* [指示 1]:
長谷川豊氏についてのブログ記事を読み、次の問いに答えなさい。
(a) 長谷川氏が降板させられたのはどのような番組か。
(b) 長谷川氏が日本の最大の闇だと考えているものは何か。
(c) 筆者によれば、どんな制度でも不正受給者はどの程度存在するか。
* [指示 2]: 長谷川豊氏についてのブログ記事の内容を二文で要約しなさい。
* [指示 3]: 長谷川豊氏についてのブログ記事の続きを、最後の文の後から書き進めなさい。

* [原文]:
--------
サイトアイコン 残る桜も 散る桜ー膵臓がん完治の記録

長谷川豊の社会保障バッシング

「自業自得の透析患者は殺せ!」という過激なブログで大炎上した長谷川豊氏。過激な一部の言葉は削除したようですが、キャスターを務めていた大阪のテレビ番組と読売系の番組を降板させられたとのこと。それらへの恨みつらみをまたブログに書いていますが、まぁ、当然ですね。

私は日本の最大の闇は「社会保障給付費」だと思っています。無駄は山ほどあるけれど、これほどのムダだらけの世界はないと。ここにメスを入れなければ、日本は早晩厳しい展開になると信じています。
が、そこにメスを入れるということは、一見すると「弱者切り捨て」と言われかねない状況になります。
でも、そこに「本当に弱者なのか?」「本当は弱者のふりをした卑怯者は混じっていないのか?」と訴えたかった。人様から預かっている税金。もっともっとしっかりしなければ、私はおかしいと信じています。
テレビ大阪『ニュースリアル』降板を受けて : 長谷川豊 公式ブログ 『本気論 本音論』

彼は人工透析患者を例に出して激しく叩いていますが、上の文章にもあるように、本音は「社会保障」全体をムダだと言っているのです。

本当は弱者のふりをした卑怯者は混じっていないのか?」って? そりゃいますよ。どんな制度であれ、不正受給者は数%存在しますよ。それを見越して制度設計をするのです。世の中、上手に立ち回って旨い汁を吸う人間は必ずいます。なくすことはできません。これは愚問です。

「卑怯者を見つけるためには、公務員を増やせば良い」確かにそうですね。でも彼らにかかる経費はどうしますか。どこから捻出する? 社会保障費を削りますか? 100%の管理をしようとすると膨大な費用が必要です。そこそこの不正には目をつむって管理費を抑えた方が、結果的に効率の良い運営ができるのですよ。不正をなくす努力は必要ですが。
--------
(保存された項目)
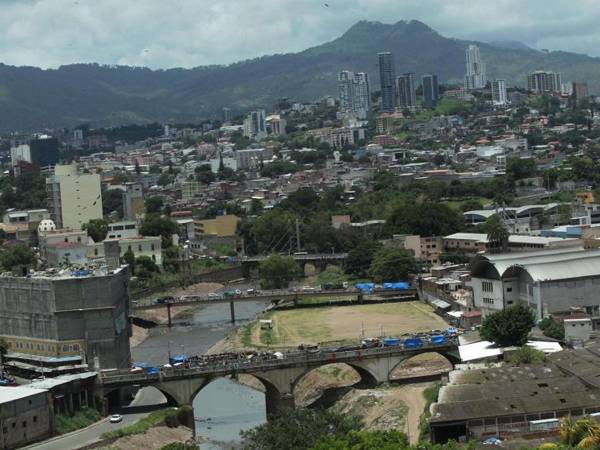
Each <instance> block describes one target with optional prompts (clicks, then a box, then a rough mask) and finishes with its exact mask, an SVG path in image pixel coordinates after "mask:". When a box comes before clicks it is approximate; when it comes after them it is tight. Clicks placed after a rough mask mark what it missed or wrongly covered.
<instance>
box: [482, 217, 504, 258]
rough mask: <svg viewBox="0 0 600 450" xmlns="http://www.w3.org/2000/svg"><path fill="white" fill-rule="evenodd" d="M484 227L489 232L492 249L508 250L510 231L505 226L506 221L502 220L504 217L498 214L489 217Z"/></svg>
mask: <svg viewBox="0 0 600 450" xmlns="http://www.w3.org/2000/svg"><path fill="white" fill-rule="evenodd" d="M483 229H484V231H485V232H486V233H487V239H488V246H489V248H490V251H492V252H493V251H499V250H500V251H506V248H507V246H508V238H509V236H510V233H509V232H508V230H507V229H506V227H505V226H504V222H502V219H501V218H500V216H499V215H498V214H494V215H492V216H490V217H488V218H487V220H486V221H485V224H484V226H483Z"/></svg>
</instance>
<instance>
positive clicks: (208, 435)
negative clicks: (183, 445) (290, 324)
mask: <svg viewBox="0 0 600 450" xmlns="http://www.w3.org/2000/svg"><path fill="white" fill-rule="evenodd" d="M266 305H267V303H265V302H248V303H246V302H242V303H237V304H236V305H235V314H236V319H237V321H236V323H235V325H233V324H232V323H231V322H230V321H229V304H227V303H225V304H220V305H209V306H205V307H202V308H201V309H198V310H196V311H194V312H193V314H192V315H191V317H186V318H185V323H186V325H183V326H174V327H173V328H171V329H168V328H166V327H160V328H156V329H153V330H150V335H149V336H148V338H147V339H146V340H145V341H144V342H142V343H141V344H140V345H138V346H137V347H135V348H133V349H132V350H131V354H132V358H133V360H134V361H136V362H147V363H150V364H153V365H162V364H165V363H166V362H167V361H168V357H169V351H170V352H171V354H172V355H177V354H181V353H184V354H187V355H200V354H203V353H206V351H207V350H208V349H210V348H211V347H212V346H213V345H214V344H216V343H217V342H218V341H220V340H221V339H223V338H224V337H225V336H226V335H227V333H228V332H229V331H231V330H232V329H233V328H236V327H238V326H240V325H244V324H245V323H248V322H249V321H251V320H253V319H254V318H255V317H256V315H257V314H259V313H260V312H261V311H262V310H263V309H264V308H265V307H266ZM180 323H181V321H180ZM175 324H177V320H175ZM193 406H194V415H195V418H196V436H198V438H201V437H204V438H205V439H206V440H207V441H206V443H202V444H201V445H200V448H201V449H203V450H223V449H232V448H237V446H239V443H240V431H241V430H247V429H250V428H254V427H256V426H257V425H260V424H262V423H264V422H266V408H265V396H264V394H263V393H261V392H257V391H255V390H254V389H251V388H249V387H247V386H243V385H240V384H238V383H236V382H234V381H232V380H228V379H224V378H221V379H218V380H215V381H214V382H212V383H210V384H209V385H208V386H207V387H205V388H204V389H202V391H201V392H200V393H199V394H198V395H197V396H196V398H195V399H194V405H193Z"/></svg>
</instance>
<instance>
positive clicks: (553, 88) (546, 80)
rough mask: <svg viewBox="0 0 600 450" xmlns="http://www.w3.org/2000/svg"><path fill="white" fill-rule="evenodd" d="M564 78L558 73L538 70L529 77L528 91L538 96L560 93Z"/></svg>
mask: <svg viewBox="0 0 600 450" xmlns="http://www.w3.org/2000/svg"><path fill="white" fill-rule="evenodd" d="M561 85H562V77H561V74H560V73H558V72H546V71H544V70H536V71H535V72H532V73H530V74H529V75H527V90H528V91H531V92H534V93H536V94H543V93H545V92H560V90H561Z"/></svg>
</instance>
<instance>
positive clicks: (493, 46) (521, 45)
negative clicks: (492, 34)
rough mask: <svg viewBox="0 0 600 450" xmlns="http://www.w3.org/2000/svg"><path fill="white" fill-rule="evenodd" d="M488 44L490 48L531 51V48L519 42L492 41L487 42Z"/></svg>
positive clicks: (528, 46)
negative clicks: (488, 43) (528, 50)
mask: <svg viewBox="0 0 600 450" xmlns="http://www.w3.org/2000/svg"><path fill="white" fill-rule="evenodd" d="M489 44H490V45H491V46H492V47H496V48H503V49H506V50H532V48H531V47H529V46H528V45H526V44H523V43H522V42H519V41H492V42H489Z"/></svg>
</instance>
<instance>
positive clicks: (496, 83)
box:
--------
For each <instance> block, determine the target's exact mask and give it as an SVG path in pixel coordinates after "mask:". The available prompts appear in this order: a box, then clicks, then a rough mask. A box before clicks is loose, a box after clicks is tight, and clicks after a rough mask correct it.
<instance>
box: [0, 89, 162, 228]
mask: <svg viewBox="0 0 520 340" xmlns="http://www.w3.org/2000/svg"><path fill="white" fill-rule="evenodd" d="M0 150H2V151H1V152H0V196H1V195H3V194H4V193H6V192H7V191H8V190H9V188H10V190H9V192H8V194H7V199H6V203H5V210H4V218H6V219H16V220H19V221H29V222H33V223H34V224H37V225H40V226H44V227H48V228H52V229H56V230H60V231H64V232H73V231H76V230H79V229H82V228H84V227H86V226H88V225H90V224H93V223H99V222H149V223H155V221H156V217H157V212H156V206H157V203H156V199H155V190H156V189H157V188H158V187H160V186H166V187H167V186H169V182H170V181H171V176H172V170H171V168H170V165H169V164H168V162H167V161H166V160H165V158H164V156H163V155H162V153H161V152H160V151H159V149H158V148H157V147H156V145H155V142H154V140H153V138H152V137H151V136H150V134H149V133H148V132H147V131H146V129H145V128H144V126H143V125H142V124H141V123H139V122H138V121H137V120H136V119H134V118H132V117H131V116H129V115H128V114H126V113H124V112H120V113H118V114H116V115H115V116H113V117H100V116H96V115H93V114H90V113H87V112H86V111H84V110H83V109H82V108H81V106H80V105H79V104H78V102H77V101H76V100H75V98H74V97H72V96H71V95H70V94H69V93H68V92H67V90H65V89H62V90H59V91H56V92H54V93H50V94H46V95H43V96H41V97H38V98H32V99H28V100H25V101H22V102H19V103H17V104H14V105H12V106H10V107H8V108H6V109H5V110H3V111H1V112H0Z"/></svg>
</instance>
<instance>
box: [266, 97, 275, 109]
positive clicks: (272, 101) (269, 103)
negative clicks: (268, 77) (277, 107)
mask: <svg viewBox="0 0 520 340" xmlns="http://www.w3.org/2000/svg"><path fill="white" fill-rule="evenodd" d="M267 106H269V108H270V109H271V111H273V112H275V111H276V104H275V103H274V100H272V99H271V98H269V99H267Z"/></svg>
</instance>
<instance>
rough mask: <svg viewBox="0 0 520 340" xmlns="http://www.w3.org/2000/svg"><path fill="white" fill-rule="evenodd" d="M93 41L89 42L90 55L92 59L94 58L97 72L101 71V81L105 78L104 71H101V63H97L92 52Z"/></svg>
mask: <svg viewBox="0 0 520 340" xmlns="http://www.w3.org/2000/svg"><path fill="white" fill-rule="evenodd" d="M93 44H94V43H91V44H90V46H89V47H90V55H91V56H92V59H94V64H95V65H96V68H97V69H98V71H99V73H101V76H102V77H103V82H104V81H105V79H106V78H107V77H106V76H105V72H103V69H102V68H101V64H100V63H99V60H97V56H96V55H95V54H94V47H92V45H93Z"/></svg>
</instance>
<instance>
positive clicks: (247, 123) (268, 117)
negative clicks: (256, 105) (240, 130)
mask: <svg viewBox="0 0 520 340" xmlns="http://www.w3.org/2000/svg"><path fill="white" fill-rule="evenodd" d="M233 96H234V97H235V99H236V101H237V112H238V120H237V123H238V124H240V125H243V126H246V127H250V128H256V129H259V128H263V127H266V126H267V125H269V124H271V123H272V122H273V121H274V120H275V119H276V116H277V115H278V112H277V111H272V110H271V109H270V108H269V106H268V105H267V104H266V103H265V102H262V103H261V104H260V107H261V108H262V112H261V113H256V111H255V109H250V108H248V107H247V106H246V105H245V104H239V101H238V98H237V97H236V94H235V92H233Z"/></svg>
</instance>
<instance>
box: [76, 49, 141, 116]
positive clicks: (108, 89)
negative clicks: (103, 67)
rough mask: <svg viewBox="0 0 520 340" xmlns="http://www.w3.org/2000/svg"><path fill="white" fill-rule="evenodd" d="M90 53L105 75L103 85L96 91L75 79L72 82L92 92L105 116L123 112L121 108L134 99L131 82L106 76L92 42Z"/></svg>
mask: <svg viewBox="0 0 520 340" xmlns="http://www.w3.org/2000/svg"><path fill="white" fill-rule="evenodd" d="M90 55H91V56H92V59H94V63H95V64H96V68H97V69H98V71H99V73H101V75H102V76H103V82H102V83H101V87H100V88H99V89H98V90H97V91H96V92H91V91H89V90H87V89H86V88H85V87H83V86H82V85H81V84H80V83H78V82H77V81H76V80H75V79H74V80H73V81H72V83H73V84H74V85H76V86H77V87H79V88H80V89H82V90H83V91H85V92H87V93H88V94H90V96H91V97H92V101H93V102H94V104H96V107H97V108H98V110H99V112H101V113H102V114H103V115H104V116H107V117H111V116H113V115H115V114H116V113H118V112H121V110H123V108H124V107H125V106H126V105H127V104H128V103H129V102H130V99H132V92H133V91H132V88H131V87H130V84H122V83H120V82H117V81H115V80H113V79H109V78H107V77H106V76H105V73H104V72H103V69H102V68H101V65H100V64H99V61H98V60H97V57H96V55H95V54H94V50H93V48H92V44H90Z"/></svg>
--------
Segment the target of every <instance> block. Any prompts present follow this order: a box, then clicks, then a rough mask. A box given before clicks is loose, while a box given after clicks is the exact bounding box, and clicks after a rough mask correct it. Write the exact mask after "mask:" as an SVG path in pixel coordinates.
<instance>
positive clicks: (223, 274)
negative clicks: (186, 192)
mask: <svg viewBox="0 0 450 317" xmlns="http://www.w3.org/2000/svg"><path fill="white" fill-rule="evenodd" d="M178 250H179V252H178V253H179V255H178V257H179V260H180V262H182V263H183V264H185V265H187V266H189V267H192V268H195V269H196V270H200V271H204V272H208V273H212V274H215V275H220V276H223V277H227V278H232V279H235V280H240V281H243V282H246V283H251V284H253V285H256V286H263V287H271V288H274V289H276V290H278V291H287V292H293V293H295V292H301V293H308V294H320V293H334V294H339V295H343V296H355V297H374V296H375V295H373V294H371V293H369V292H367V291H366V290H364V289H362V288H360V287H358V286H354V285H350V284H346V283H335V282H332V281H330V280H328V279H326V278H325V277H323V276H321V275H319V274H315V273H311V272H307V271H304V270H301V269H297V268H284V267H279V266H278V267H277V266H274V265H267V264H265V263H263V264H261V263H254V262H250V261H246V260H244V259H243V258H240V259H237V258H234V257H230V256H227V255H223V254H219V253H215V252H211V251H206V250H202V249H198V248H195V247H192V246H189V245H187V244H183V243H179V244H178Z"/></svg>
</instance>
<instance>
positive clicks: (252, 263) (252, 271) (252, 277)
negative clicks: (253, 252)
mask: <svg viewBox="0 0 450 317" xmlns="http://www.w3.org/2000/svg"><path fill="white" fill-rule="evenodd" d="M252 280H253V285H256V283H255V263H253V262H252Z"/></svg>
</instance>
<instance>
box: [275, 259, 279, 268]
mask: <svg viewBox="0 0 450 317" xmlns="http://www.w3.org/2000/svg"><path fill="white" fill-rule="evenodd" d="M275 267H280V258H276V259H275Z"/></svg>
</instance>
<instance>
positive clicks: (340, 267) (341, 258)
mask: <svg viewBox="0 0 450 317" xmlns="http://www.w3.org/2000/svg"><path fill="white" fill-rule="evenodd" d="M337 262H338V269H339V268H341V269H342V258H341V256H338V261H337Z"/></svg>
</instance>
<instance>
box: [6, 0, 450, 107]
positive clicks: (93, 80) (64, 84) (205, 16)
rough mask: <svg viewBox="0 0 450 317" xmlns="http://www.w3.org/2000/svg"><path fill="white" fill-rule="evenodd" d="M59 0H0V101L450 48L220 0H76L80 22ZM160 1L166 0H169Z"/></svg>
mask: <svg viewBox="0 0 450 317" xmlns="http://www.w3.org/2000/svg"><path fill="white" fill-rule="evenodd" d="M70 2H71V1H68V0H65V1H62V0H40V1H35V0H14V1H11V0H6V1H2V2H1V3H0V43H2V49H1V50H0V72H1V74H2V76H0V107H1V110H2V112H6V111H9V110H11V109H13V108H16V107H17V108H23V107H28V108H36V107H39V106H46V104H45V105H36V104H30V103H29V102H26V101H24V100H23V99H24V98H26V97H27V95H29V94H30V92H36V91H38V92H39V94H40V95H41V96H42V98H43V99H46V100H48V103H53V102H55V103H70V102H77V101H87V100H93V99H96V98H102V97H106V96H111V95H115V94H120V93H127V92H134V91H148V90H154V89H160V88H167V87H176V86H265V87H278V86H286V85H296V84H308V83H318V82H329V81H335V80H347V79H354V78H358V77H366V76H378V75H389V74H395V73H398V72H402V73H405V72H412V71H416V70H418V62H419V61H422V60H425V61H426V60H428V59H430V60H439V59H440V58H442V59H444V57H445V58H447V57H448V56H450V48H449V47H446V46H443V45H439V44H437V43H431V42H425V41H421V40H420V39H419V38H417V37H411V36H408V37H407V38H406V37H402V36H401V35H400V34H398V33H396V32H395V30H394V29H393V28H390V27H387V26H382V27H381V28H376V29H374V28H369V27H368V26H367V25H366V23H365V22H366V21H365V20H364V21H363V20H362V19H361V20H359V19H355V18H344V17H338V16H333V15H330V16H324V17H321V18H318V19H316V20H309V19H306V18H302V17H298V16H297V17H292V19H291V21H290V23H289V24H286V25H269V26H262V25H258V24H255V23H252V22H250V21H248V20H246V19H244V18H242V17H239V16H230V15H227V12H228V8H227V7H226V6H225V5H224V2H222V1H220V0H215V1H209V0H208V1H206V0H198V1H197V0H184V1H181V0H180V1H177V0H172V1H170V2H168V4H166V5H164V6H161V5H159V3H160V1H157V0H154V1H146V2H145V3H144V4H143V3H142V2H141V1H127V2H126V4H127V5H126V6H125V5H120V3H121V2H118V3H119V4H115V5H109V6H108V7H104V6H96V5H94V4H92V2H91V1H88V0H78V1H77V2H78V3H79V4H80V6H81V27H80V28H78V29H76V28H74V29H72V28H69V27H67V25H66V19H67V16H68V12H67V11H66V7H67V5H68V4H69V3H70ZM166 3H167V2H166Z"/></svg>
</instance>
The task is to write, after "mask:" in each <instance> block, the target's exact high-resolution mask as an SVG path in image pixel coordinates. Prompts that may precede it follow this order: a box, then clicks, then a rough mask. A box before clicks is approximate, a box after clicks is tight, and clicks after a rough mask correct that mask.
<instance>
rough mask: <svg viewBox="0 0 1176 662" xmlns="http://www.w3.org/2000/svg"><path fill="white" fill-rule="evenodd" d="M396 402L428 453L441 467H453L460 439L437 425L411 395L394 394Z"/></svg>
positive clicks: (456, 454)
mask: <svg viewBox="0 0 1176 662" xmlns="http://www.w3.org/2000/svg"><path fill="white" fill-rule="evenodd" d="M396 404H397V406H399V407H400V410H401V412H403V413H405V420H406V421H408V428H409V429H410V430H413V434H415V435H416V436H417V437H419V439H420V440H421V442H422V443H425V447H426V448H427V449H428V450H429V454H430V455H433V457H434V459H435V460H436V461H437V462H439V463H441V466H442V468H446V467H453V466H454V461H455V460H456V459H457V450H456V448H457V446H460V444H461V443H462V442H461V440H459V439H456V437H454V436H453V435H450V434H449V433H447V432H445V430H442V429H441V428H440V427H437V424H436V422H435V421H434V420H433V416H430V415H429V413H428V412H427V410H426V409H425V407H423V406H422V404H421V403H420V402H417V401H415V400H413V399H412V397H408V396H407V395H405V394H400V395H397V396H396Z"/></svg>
--------
* [回答欄 1]:
(a) 大阪のテレビ番組と読売系の番組
(b) 「社会保障給付費」
(c) 数%

* [回答欄 2]: 透析患者を激しく叩くブログで大炎上した長谷川豊氏は番組を降板させられたが、筆者は、彼の本音は社会保障全体をムダだと言うことにあると指摘している。筆者は、どんな制度にも不正受給者は数%存在し、完全な管理には膨大な費用がかかるため、そこそこの不正には目をつむって管理費を抑えた方が効率の良い運営ができると述べている。

* [回答欄 3]:
適当な例かどうか分かりませんが、デジカメのCMOSセンサーには欠けたドットがあります。これを完全に無くそうとすると、一桁以上の高い価格になるのです。歩留まりが悪くなる。だから少しくらいのドット欠けは受入れて、ソフトウェア的に解決すれば、廉価なセンサーを使ったデジカメを多くの人が購入することができるのです。

企業だって、社員の一挙手一投足を全て管理してもっと利益を上げようとすると、多くの、利益を生まない中間管理職が必要です。巧く立ち回る人間はいつでもいるのだからと、ほどほどの管理で収めておけば、結果的に企業利益が大きくなる。それを賞与として社員に配分すれば良いのです。(内部留保に回す企業が多いけど)

一部の不良分子の存在を前提に制度設計をするとは、そういうことです。

「弱者のふりをした卑怯者」と「本当の弱者」をどうやって見分けるのでしょう。誰が見分けるのですか。長谷川豊氏ですか。医者の指示や忠告も聞かずに好き放題に食べて糖尿病、あげくは人工透析になる、とのことですが、しかし「生活保護の男性、3割超がメタボ」との記事があるように、生活保護受給者や非正規労働者のエンゲル係数は低い。空腹を満たすために取りあえずコンビニ弁当、牛丼、ハンバーガーなどの糖質の多い食事になりがちで、肉や野菜は少なくなるのです。糖尿病になりやすい生活をせざるを得ない。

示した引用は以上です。